> [Your tasks]:
**A)** Decide whether each statement agrees with the passage on Sikh history, and answer yes or no for each, quoting the words from the passage that settle it: (i) The Battle of Saragarhi was fought on 12 September 1897. (ii) The Sikh soldiers at Saragarhi defended their post against 1,000 Afghans. (iii) Nadir Shah had looted the Kohinoor diamond before Ranjit Singh brought it back to India.
**B)** Summarize the passage on Sikh history in two sentences.
**C)** According to the passage on Sikh history, who manned the Khyber pass for years?

> [Supplied passage]:

* START *

He did so and rescued all the Hindu women and they were safely sent back to their homes. It didn’t happen only once but thereafter whenever any army from Afghanistan or Iran attacked and looted an Indian city and were trying to carry the treasures and women in order to sell them in Arab markets, the Sikh army although fewer in numbers but brave-hearted attacked them at midnight, 12 O’clock, and rescued the women along with the treasure.

Finally, Sikhs under Ranjit Singh, in 1798 bought an end to the 800 years of foreign invasions into India through Khyber pass, by bringing it under their control. This was the best gift Sikhs gave to the nation which finally allowed the rest of India to breathe in peace. Hari Singh Nalwa, who manned the Khyber pass for years became a name of threat in Afghanistan. Ranjit Singh brought the world famous Kohinoor diamond back to India, which was looted by Nadir Shah earlier.

If it was not for the Sikhs, who brought back Kashmir in 1819, today Kashmir would have been a part of Afghanistan. Ladakh owes its existence on the map of India to Zorawar Singh, who brought the region back to India in 1836.

The Battle of Saragarhi was fought on 12 September 1897 at the North West province of India between twenty-one Sikhs of the 4th Battalion of the Sikh Regiment defending an army post against 10,000 Afghans. All 21 Sikhs fought till the last bullet had been fired against the Afghan army. Twenty one Sikh soldiers then charged with their Kirpans to be eventually cut down to pieces. The easier way out would have been to surrender but the spirit of Sikhs has always made them do what Guru Gobind Singh Ji, the tenth Guru had said, “Grant me this wish, O Sword. I may never fear to stand up for righteousness. I may not fear when I go to war. If my defeat is definitive, I may die fighting in the battlefield for the sake of righteousness”.

With an end to Mughal invasions from Afghanistan, British invasion from the south initiated. Sikhs were the last to surrender to the British in the Indian sub-continent and were the first to raise arms against them.

* END *

Data drawn from a collection
* START *

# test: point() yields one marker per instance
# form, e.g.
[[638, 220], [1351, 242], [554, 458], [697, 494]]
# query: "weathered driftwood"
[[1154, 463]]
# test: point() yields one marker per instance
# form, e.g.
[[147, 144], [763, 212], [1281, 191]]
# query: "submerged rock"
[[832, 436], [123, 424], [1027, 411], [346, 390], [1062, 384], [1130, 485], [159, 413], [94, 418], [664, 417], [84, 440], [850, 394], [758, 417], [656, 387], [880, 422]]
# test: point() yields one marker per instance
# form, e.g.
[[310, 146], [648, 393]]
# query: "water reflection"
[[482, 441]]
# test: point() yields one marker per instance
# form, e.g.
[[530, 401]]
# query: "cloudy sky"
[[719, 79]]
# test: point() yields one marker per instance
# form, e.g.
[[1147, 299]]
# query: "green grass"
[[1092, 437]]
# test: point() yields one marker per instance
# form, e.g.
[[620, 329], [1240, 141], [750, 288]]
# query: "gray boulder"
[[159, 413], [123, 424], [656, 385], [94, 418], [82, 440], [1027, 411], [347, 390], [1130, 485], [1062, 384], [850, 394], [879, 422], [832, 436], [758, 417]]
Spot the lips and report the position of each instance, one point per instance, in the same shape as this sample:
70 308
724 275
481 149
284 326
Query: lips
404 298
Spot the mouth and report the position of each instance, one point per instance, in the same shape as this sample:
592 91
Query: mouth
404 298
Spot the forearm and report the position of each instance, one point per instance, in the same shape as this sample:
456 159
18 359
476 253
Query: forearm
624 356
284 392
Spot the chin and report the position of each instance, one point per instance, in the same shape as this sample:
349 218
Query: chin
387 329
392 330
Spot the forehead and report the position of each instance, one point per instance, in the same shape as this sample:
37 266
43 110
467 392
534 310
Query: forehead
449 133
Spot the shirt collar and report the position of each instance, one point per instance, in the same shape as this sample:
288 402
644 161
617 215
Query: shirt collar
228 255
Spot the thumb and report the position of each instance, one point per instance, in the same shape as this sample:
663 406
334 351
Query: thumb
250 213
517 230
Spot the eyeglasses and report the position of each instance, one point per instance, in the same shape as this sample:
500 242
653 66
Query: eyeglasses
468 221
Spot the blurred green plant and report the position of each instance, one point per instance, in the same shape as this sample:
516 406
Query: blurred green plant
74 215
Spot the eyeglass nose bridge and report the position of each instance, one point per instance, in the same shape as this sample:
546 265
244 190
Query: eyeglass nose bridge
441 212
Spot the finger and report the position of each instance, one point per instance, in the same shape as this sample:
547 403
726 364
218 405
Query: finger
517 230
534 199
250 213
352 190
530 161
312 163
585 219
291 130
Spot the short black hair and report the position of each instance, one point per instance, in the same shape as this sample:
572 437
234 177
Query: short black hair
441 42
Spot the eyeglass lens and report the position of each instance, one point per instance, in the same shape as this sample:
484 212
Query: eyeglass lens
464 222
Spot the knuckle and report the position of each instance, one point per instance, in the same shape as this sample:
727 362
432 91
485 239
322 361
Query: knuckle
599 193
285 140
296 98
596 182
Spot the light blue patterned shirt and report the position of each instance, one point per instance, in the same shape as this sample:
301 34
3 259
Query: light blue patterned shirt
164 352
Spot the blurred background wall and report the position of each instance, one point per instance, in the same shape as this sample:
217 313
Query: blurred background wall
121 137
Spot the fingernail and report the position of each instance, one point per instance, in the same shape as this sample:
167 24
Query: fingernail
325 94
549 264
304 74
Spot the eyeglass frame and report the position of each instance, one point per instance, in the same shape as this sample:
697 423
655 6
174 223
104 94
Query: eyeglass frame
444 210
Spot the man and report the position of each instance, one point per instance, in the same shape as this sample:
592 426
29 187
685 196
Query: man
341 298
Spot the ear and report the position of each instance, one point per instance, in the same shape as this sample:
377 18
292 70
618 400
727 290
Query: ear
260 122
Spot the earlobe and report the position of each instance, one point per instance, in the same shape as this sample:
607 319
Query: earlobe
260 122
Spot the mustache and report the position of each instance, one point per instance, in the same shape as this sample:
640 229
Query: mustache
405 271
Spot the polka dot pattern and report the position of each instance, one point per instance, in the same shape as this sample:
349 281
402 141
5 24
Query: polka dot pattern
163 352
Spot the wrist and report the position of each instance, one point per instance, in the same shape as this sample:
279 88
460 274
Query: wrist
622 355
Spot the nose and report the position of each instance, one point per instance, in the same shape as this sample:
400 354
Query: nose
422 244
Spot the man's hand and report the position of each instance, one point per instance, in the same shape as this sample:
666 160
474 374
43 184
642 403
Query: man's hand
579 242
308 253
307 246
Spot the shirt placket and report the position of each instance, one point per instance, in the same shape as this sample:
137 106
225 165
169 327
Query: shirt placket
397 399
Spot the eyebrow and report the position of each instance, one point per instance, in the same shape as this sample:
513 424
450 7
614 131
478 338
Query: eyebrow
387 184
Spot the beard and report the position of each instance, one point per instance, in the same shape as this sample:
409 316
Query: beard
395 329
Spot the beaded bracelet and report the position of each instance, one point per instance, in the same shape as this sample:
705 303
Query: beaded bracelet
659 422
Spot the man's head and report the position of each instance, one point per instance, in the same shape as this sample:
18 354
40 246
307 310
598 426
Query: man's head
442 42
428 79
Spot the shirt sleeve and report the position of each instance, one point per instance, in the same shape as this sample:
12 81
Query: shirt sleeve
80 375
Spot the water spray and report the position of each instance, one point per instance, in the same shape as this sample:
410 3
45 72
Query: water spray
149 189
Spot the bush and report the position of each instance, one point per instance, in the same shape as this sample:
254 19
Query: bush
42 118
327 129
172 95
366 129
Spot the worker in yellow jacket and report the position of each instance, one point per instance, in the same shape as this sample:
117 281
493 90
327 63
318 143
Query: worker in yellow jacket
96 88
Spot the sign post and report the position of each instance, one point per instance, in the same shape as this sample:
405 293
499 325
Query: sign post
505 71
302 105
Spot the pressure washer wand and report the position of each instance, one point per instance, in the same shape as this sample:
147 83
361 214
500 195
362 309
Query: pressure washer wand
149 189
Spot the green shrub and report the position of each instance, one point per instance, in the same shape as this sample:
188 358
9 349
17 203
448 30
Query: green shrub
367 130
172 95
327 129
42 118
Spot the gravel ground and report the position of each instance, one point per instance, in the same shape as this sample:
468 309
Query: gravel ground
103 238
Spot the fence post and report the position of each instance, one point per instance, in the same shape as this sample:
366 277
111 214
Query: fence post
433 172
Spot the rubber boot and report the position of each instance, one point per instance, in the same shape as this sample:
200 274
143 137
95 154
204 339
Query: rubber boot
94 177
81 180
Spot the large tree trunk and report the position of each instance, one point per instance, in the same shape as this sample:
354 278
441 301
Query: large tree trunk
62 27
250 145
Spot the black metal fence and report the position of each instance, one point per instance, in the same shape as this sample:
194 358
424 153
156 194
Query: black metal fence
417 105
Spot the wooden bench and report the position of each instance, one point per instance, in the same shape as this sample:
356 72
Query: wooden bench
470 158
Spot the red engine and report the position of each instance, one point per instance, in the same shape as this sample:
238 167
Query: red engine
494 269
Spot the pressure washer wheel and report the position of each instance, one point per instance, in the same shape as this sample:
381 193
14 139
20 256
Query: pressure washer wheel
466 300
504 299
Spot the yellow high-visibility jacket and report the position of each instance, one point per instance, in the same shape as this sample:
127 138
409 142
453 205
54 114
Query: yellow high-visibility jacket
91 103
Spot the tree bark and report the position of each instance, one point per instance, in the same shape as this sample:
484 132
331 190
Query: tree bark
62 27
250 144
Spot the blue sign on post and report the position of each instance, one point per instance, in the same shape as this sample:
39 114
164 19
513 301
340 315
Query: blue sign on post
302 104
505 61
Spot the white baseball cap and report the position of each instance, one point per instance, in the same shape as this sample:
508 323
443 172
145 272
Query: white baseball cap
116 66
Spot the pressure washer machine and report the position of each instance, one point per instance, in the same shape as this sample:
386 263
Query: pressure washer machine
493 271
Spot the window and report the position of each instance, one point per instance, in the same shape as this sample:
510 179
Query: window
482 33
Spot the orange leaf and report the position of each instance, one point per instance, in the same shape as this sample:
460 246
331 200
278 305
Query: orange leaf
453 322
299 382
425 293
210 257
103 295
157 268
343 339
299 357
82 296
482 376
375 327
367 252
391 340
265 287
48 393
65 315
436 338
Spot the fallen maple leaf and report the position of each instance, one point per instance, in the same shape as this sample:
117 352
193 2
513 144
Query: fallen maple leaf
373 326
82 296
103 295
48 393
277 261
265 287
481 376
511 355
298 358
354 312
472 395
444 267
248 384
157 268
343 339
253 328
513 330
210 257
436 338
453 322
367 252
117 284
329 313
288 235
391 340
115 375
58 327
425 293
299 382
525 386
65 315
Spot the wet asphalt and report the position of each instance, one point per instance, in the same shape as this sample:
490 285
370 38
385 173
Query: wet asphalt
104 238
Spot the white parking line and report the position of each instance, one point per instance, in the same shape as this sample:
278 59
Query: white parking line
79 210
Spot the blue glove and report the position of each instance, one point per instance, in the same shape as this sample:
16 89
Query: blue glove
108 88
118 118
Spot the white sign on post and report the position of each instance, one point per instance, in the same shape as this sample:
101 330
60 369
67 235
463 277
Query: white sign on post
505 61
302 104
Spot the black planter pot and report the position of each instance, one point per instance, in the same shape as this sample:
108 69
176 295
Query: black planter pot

* END *

> [Answers for this exercise]:
**A)**
(i) Yes: "The Battle of Saragarhi was fought on 12 September 1897"
(ii) No: "defending an army post against 10,000 Afghans"
(iii) Yes: "Ranjit Singh brought the world famous Kohinoor diamond back to India, which was looted by Nadir Shah earlier."

**B)** The passage credits the Sikhs with rescuing Hindu women from invading armies and with bringing the Khyber pass under their control under Ranjit Singh in 1798. It also credits them with recovering the Kohinoor diamond and bringing Kashmir and Ladakh back to India, recounts how 21 Sikhs fought 10,000 Afghans to the end at Saragarhi in 1897, and says Sikhs were the last to surrender to the British and the first to raise arms against them.

**C)** Hari Singh Nalwa